* **Provided text**
## start

# video cameras and Tivo



## mjohnpearson (Aug 23, 2005)

I am trying to use Tivo as a coaching tool. I am a high school diving coach and would like to hook a video camera to the Tivo box to set up a 30 second delay on a video monitor. I know this is done all the time at schools around the country, but no one seems to remember how they did it. 

Currently, I can not get Tivo to recognize the output from my camera. If I hook the camera directly to my monitor it works, but not with the delay I need. 

Any suggestions? 

JP


----------



## dgh (Jul 24, 2000)

mjohnpearson said:


> but not with the delay I need.


Press pause? Wait, press pause again? Is that what you mean?


----------



## mjohnpearson (Aug 23, 2005)

No, I am just trying to get Tivo to recognize the video signal from the camera.

Currently the Tivo acts like it has no signal, but I can connect directly to the monitor and see the images from the camera.


----------



## Y-ASK (Aug 17, 2001)

Well if your Tivo is setup to use the composite video feed and you're using an S-Video output on your camera (thus the S-Video input on the Tivo) that might be a problem. You'll have to go back into setup and change the input to S-Video. At least that's how it works on a Series One .

Y-ASK


----------



## ZeoTiVo (Jan 2, 2004)

mjohnpearson said:


> I am trying to use Tivo as a coaching tool. I am a high school diving coach and would like to hook a video camera to the Tivo box to set up a 30 second delay on a video monitor. I know this is done all the time at schools around the country, but no one seems to remember how they did it.
> 
> Currently, I can not get Tivo to recognize the output from my camera. If I hook the camera directly to my monitor it works, but not with the delay I need.
> 
> ...


you have to tell the TiVo you have a sattelite input nad then it will activate the composite/s-video inputs on the back of the TiVo. then you have to set up a manula recording for the length of time desired.

also a series 2 will need to be subscribed to do any recording. some very early series 1 TiVos are the only ones that do not need a subscription.
also you could spend a little more upfront and get a DVD recorder model with TiVo baisc. that can accept input from a video camera without any work around and you cna also burn the results to a DVD. all in TiVo basic without paying a subscription cost


----------



## dgh (Jul 24, 2000)

## end

* **Given task A**
In the TiVo and video camera thread, what length of delay does the diving coach want on the video monitor?
* **Given task B**
Write the next part of the TiVo and video camera thread, beginning right after its final line.
The listing after this point plays no part in the work here.

* **Entries**
## start

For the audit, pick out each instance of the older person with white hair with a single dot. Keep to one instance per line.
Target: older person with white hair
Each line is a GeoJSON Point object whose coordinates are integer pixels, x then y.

## end
## start

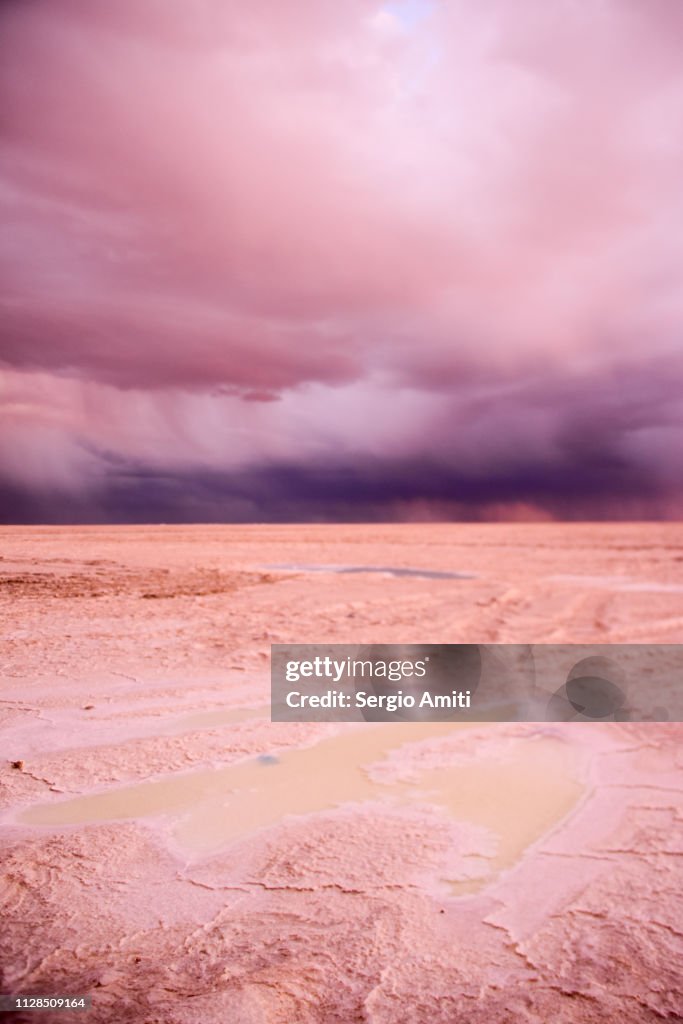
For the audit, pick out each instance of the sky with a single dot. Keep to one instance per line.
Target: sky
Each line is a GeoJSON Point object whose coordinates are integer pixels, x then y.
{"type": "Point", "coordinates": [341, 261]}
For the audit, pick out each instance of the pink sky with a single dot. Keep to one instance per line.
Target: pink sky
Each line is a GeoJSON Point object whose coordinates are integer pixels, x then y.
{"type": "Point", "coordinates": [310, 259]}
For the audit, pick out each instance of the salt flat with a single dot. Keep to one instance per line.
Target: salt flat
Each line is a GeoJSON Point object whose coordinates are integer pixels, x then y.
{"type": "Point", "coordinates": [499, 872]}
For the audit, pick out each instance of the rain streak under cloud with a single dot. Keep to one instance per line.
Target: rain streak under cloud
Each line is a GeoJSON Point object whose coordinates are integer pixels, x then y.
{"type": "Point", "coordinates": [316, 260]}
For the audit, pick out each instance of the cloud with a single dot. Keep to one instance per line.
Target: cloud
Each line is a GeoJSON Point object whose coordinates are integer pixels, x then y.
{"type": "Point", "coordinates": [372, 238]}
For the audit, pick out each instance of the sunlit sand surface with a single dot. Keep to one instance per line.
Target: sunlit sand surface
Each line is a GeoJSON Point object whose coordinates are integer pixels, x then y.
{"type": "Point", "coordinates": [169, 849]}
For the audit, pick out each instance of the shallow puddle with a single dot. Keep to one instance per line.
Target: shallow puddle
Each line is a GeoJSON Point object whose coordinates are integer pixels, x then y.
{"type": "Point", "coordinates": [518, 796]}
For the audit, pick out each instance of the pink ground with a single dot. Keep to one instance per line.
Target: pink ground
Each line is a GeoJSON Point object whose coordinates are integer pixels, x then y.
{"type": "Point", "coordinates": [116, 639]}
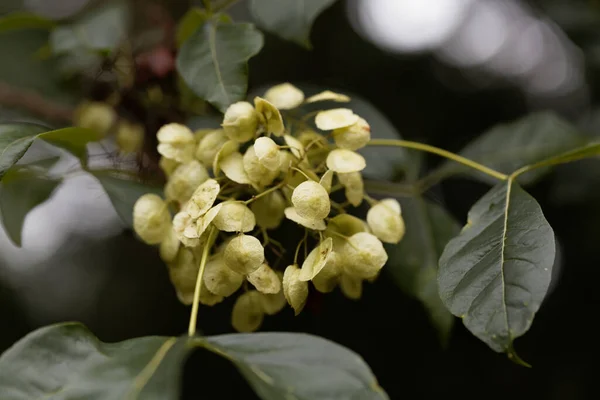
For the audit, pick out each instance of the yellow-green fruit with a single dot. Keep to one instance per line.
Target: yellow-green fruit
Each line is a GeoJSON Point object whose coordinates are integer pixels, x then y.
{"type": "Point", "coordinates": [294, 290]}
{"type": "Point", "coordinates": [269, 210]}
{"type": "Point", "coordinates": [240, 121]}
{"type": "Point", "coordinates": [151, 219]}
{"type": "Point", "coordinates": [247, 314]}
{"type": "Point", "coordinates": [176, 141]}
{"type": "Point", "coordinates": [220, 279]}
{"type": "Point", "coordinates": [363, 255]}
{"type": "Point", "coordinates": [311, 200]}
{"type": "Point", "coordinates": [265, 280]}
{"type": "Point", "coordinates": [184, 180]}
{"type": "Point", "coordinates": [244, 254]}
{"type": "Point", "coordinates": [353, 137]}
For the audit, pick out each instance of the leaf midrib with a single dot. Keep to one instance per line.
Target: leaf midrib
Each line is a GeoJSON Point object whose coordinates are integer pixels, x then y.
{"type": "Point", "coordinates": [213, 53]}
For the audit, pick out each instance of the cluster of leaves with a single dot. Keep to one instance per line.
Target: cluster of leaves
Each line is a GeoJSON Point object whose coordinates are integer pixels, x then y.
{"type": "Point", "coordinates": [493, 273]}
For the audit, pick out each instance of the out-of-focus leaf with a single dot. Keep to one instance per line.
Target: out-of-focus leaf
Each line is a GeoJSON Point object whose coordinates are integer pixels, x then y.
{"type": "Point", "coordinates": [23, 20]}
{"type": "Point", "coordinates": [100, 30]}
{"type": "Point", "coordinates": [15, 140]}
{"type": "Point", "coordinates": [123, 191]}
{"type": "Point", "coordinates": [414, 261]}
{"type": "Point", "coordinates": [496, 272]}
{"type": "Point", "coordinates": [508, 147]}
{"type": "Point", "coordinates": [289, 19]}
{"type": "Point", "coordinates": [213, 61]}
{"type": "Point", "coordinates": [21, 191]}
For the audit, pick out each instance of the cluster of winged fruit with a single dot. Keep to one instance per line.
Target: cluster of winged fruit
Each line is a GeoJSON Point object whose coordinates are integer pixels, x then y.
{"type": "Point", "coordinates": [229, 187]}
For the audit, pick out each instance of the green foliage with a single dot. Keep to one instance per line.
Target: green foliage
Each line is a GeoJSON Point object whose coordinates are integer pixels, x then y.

## end
## start

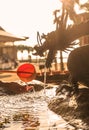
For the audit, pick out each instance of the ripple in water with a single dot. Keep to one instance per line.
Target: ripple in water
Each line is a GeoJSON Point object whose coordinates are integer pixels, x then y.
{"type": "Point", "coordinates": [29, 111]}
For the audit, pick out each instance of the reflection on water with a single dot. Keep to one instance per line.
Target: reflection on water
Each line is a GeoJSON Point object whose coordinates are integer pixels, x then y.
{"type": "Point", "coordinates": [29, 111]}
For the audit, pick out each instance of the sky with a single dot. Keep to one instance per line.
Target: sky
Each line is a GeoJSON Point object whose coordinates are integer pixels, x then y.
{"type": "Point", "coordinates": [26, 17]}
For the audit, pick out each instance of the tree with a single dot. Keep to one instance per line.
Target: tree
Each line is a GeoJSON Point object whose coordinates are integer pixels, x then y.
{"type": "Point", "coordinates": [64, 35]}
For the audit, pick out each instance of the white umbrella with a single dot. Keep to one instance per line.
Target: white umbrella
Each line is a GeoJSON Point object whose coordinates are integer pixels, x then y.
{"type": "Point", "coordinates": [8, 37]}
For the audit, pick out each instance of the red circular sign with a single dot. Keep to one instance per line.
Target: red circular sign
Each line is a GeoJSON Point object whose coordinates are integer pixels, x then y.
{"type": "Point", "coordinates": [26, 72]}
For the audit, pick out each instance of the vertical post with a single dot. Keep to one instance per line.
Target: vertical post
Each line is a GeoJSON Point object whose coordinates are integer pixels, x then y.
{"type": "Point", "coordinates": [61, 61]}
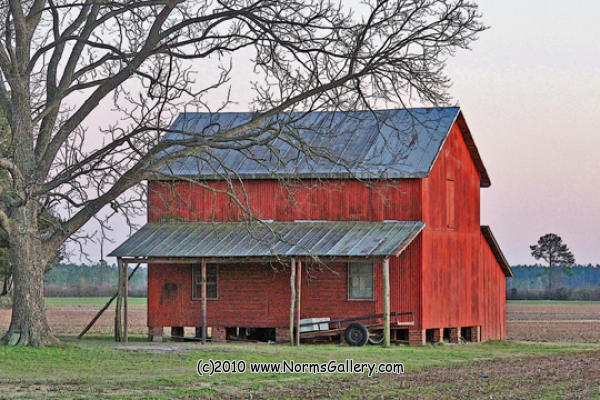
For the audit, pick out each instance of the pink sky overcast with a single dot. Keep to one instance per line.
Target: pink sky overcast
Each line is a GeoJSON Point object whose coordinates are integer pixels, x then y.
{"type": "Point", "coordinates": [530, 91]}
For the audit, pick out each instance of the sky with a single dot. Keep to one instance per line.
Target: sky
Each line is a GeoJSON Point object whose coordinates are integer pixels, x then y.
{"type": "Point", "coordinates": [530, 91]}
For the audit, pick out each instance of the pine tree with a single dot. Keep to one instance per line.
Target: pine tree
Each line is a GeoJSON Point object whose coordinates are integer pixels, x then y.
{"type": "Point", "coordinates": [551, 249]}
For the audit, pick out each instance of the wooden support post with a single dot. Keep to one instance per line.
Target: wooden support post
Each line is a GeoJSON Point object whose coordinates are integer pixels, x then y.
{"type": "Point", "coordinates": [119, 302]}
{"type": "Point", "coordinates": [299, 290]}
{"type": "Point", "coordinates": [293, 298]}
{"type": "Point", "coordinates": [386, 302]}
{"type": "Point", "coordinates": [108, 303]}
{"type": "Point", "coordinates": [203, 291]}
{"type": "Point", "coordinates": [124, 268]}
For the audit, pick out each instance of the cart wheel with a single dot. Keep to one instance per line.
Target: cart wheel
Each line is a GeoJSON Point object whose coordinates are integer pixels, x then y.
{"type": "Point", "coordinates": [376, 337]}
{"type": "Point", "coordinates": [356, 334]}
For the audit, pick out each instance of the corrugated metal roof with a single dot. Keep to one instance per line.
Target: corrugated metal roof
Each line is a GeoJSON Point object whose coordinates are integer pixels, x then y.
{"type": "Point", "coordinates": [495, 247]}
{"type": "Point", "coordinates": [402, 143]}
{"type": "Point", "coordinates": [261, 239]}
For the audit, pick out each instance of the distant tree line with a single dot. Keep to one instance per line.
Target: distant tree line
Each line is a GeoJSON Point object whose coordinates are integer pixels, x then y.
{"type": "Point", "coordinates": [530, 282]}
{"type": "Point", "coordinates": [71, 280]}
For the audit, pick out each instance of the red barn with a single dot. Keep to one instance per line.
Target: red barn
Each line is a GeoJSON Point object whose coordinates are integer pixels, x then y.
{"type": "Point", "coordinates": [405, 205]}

## end

* **Exercise response A**
A 30-second delay.

* **Exercise response B**
mjohnpearson said:


> Currently, I can not get Tivo to recognize the output from my camera.


Ooops! Missed the "not"


----------



## mjohnpearson (Aug 23, 2005)

My camera uses rca jacks for output. I plugged into the Tivo using the rca inputs. That should work, but I appear to be missing something.


----------



## Justin Thyme (Mar 29, 2005)

Is this Tivo normally used for watching TV, or does it no longer have a paid up subscription?

I have hooked up my camera a few times but not for the purpose you have in mind. Should work just fine- I recall some other PE teacher asking about a similar sort of setup several months ago. Should work just dandy. We just have to methodically go through the steps to locate what is messed up.

Hook up the camera to your Composite inputs. Tell the Tivo you are hooking up via the composite inputs. The menu choice sequence would be:
Messages and Settings-> Settings -> Video -> Video Hookup. 

Already did that? Double check where you are attaching the RCA jacks. There are two sets of video outputs, so it is possible you have them connected to the extra set of outputs instead of the input column of rca jacks. Not working? Swap your cable.


----------



## mjohnpearson (Aug 23, 2005)

The Tivo Basic sounds like it may work.
Thannk you


----------



## mjohnpearson (Aug 23, 2005)

This Tivo will only be used for coaching, so it does not have a current subscription.

I will try checking the settings.

Thank you


----------



## Y-ASK (Aug 17, 2001)

RCA Jacks equals composite video feed. You're Tivo must be setup 1st before you can pause live TV. What kind of Tivo do you have? Tivo basic is only for a small number of expensive type Tivo's usually with a DVD player or DVD recorder. Just make sure you select the RCA jacks when you do the setup and as ZeoTivo said do the Sat. setup for something like Direct TV. Your Tivo will need to call in for everything to work correctly.

Y-ASK


----------



## Y-ASK (Aug 17, 2001)

mjohnpearson said:


> This Tivo will only be used for coaching, so it does not have a current subscription.
> 
> I will try checking the settings.
> 
> Thank you


Ok so now it's real important to you post the model number of your Tivo. If you have a series 2 Tivo others will be able to respond as to what is the best way to get this to work for you. I don't remember if you can pause live TV without a subscription. I know you can't record anything.

Y-ASK


----------



## mjohnpearson (Aug 23, 2005)

I'm sure it is a series 2


----------



## Justin Thyme (Mar 29, 2005)

Well, I just tried it on a box that doesn't have tivo service. What you say you are doing works just fine. 

I don't think it will let you later go back to a recording and play it back. Access to the now playing list is blocked without a subscription on all but the DVD burning Tivos. No wait- there are exceptions to that (some that have what is called Tivo Basic but are not dvd burners- maybe someone recalls which models that is), but generally speaking a Tivo without a subscription is pretty useless.

Just going to live tv and watching with a delay on a 540xxxx model seems to work just fine though.

The menu structure I gave was slightly different on the 540 I just tried. It said settings->video->connection to DVR. Must be an earlier version of the Tivo software. But you get the idea. 

That or the cable connection should do it for you.

Good Luck Coach

(My HS coach was ex Navy and made use swim laps with weight belts, and the twice daily weight training washed out a lot of the recruits. Those that remained were ready for combat though.)


----------



## Y-ASK (Aug 17, 2001)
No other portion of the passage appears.